*** Data to use Section Begins ***

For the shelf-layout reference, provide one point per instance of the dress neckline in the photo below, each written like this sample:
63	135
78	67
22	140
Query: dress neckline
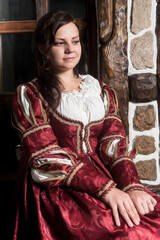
74	90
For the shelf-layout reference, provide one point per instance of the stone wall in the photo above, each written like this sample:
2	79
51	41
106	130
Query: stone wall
142	71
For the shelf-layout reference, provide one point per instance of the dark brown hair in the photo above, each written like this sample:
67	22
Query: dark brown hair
43	40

*** Data to use Section Ends ***

**What is expected**:
The answer must consist of each line from the data that includes the string "provide".

**Solution for this problem**:
For the shelf-layout reference, provide one point per instance of the dress neckline in the photo below, each written like this sample:
For the shelf-layout reference, provide one point per instance of the stone wall in the photo above, each written like this sample:
For the shelf-layout reference, provide one point per instance of the dark brown hair in the photo above, each written like this sample:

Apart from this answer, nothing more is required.